Copy out every line of the records that contains the string "task". Case counts.

========================================================================

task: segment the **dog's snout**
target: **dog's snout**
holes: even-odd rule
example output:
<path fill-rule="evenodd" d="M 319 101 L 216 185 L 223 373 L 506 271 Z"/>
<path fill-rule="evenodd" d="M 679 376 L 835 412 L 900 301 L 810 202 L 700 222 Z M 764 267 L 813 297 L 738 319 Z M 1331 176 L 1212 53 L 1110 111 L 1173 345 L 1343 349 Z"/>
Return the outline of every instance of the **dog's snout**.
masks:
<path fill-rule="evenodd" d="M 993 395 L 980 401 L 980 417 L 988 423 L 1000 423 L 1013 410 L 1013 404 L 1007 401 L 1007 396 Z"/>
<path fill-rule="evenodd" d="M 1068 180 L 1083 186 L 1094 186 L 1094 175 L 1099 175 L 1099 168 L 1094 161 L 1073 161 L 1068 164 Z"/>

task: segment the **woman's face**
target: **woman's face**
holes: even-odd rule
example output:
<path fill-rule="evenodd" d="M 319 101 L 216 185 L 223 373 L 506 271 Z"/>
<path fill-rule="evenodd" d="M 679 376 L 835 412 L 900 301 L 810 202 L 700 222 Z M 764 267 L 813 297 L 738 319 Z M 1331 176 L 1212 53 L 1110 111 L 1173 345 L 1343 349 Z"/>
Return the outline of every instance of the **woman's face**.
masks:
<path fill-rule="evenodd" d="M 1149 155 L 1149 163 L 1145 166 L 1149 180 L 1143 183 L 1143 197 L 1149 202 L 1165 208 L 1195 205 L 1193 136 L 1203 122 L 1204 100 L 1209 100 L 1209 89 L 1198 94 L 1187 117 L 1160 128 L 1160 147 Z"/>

========================================================================

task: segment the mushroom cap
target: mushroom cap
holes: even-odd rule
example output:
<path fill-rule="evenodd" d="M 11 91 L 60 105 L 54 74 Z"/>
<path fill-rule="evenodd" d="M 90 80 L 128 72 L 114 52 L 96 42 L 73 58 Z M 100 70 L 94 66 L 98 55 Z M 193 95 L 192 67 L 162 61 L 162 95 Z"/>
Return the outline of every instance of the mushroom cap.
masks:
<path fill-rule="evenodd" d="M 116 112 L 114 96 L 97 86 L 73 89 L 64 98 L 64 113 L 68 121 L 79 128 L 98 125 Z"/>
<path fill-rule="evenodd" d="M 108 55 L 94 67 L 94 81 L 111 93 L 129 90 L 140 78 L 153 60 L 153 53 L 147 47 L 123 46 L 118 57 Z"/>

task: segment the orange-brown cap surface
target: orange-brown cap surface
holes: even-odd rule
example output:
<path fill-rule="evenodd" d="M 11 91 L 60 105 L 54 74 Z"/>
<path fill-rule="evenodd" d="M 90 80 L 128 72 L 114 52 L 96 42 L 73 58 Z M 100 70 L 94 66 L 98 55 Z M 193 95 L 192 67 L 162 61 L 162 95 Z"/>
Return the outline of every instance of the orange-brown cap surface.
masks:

========================================================================

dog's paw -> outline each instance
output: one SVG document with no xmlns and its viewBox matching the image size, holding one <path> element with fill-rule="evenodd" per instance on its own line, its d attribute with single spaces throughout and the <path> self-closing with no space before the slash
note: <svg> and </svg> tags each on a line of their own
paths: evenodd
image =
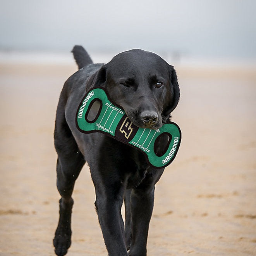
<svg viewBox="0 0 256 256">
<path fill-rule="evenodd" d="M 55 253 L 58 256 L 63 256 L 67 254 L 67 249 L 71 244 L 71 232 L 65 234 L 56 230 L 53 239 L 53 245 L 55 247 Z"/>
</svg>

========================================================================

◆ Answer to the problem:
task: segment the **dog's snout**
task: segment the **woman's face**
task: segment the mushroom cap
task: segment the orange-brown cap surface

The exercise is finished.